**PROVIDED RECORDS:**
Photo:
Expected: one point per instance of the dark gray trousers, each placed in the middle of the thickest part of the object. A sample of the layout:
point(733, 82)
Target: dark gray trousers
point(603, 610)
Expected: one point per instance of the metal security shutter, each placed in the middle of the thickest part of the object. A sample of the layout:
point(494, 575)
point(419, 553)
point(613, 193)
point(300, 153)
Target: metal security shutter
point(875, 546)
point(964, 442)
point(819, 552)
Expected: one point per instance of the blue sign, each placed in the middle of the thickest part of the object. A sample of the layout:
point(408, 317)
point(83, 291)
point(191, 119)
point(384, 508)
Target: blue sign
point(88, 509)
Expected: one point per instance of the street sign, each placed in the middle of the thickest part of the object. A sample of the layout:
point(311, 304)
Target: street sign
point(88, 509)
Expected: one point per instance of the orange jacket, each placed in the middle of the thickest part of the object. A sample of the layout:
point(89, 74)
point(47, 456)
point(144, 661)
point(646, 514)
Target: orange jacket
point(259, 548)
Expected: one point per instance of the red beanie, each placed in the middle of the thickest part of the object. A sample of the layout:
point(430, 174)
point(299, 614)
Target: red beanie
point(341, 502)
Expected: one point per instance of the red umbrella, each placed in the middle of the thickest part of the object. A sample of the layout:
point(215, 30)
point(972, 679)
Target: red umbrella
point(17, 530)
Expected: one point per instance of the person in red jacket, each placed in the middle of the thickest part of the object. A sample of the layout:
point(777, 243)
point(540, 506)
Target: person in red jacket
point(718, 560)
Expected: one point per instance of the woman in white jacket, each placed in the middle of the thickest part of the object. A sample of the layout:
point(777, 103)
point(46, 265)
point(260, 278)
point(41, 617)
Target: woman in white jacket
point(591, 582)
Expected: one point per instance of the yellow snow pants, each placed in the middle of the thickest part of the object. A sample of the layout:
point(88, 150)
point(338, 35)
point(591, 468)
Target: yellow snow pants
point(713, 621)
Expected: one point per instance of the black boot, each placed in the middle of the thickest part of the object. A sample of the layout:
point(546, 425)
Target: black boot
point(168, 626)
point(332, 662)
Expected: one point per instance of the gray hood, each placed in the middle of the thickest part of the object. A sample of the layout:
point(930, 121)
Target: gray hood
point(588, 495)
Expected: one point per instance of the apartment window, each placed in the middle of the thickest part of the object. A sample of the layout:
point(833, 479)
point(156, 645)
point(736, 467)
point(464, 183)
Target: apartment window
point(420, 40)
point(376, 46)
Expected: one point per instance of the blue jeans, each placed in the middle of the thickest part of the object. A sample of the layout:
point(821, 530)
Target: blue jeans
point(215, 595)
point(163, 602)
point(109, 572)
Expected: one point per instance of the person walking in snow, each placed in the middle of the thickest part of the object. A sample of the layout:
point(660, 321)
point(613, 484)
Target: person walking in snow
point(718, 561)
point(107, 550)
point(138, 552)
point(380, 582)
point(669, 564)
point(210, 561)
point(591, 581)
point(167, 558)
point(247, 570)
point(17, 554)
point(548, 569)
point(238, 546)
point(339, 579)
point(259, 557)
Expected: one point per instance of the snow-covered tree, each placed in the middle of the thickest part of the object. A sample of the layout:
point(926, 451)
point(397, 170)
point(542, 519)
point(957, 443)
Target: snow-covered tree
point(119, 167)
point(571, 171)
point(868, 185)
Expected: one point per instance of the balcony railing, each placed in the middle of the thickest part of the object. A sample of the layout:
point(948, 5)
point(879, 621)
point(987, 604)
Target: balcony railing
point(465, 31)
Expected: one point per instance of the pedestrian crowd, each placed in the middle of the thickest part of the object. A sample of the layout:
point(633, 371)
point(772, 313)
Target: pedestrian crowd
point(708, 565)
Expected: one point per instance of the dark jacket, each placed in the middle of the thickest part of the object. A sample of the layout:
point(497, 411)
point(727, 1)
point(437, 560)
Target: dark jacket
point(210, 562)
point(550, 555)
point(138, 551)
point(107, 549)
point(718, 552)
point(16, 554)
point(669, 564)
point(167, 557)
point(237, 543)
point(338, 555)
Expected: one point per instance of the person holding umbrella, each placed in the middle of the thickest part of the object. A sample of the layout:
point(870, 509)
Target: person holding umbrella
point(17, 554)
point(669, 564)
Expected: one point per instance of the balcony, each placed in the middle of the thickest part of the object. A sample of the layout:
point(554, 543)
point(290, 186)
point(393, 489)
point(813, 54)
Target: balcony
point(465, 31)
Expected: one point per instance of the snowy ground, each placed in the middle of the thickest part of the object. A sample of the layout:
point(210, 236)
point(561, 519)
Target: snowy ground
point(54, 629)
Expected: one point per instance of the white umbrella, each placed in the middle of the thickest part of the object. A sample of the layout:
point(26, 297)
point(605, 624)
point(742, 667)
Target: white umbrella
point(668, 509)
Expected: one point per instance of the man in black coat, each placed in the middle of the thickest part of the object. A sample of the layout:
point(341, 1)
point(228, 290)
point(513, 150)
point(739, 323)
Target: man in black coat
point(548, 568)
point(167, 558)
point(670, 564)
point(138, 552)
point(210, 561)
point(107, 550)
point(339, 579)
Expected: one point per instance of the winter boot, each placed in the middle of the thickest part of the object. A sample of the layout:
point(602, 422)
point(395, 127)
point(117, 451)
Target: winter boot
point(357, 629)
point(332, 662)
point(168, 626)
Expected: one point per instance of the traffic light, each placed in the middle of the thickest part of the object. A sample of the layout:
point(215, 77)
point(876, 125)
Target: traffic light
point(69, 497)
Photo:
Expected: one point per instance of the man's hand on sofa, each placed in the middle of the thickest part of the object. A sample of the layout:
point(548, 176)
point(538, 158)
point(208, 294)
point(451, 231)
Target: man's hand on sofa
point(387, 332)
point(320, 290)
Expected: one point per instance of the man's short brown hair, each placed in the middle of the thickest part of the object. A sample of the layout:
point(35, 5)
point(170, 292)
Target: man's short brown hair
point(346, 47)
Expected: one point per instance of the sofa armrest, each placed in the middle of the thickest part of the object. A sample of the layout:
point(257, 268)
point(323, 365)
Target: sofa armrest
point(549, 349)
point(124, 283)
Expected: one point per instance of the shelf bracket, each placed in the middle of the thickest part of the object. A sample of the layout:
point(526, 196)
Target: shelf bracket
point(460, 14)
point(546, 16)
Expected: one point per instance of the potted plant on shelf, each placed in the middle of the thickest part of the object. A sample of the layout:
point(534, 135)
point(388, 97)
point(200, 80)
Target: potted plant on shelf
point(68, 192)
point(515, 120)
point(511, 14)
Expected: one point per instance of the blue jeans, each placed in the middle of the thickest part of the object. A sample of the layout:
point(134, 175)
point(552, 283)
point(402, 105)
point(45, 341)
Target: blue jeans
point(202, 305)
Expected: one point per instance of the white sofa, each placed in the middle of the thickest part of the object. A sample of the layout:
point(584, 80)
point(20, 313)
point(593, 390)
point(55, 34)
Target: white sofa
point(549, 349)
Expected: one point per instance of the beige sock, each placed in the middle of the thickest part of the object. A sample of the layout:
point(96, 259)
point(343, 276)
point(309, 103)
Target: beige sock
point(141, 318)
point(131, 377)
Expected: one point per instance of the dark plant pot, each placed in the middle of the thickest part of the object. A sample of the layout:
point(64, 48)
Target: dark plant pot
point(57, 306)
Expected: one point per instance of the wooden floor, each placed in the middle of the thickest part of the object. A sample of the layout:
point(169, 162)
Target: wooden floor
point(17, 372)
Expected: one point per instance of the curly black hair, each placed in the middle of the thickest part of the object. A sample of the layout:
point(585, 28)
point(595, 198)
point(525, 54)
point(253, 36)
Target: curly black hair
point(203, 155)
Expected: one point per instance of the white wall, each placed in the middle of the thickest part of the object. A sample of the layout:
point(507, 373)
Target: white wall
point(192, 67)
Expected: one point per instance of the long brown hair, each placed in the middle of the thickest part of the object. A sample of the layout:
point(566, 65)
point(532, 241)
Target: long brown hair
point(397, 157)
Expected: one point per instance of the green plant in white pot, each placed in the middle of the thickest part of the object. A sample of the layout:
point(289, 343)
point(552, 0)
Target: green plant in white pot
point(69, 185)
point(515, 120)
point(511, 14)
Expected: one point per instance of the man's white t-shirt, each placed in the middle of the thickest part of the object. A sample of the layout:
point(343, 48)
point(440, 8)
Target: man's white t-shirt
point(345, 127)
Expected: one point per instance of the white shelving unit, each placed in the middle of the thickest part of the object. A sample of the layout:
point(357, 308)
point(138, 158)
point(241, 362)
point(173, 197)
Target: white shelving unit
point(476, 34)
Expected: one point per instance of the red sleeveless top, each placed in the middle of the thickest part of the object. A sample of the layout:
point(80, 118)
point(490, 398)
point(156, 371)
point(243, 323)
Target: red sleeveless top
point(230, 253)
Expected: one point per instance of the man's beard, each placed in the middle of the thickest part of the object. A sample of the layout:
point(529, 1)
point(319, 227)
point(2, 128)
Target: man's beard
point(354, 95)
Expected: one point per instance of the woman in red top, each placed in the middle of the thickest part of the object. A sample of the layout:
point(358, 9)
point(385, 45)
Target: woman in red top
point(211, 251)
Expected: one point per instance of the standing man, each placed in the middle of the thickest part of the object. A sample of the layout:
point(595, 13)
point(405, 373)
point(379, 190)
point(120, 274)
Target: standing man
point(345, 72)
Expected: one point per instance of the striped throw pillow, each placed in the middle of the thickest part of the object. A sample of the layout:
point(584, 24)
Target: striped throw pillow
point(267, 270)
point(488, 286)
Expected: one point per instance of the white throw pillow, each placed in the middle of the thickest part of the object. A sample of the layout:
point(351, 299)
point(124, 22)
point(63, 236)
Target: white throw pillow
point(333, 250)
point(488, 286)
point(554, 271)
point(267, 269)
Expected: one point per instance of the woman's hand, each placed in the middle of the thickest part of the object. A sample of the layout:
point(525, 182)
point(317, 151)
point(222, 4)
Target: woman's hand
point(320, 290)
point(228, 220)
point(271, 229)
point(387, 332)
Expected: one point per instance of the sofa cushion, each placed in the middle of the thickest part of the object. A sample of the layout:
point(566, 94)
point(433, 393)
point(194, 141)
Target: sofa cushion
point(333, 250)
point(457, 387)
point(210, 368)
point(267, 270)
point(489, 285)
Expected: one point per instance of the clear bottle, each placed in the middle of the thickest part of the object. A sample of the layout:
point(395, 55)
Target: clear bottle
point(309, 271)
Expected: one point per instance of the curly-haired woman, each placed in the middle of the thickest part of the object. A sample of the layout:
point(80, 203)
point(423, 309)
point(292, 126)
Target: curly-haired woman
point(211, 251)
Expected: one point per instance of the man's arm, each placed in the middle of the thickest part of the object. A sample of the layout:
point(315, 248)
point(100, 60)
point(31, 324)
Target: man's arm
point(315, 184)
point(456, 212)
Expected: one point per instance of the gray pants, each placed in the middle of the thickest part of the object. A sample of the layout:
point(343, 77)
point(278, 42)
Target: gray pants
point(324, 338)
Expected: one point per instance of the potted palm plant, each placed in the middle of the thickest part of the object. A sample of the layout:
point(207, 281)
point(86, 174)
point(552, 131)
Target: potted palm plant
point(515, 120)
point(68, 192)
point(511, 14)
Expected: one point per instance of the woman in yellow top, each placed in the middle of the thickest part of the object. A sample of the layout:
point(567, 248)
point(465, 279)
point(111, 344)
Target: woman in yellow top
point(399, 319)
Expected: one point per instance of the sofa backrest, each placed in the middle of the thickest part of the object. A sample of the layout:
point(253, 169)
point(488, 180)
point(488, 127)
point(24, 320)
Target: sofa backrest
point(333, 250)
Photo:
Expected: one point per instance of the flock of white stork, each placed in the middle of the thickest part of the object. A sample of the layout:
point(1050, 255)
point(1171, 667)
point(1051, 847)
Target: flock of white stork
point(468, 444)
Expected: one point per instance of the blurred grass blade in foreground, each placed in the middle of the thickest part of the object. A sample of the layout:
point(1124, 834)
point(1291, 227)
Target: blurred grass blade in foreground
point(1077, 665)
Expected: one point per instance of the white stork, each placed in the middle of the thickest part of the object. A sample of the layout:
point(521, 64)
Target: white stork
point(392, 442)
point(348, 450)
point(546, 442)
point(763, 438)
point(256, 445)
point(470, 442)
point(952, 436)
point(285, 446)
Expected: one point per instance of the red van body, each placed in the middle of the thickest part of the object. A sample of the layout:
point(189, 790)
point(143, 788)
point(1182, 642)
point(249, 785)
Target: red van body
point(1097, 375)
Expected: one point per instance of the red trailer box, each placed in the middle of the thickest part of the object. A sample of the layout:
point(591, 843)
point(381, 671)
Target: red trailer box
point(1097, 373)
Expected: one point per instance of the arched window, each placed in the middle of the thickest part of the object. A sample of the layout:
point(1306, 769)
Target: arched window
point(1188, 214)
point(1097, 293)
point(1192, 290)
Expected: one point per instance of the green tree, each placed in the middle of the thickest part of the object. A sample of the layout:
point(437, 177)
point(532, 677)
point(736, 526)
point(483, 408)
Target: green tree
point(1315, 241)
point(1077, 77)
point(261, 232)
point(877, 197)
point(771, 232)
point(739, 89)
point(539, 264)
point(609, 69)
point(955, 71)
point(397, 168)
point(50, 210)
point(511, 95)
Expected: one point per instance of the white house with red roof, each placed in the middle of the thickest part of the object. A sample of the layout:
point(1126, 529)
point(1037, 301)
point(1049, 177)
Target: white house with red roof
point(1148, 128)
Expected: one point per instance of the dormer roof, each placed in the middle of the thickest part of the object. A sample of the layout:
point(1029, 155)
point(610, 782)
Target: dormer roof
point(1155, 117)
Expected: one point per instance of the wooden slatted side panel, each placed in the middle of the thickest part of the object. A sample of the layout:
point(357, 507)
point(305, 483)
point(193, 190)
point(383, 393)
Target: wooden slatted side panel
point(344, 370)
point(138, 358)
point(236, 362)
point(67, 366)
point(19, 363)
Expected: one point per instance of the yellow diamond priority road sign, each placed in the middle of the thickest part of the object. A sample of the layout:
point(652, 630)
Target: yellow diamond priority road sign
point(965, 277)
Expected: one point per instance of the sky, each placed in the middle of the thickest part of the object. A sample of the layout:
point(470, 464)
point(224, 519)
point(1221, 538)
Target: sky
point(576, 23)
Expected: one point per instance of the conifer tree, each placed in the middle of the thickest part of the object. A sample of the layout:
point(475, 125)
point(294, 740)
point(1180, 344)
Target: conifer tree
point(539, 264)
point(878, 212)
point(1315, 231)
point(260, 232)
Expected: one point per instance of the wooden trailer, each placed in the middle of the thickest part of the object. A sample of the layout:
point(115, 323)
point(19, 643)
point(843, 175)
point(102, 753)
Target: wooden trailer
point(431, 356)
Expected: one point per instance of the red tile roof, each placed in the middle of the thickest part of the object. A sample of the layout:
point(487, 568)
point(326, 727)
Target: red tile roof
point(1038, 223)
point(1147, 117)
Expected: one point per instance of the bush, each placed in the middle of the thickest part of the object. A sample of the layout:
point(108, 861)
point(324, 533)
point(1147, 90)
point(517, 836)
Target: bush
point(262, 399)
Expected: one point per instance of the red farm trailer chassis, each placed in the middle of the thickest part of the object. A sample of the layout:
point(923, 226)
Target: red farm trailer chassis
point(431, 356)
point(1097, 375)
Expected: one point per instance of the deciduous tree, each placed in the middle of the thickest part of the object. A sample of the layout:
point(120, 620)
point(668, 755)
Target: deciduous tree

**AIM:**
Arrange the lines above, from the line with "Expected: one point per instance of the sofa armrest, each" to the line with "point(124, 283)", as a Markdown table with the columns Number and Entry. Skip any blank lines.

**ANSWER:**
| Number | Entry |
|---|---|
| 1 | Expected: one point per instance of the sofa armrest, each placed in the middle of the thickest part of the object. A sample of the layout: |
| 2 | point(257, 268) |
| 3 | point(323, 365) |
| 4 | Target: sofa armrest |
| 5 | point(549, 349) |
| 6 | point(124, 283) |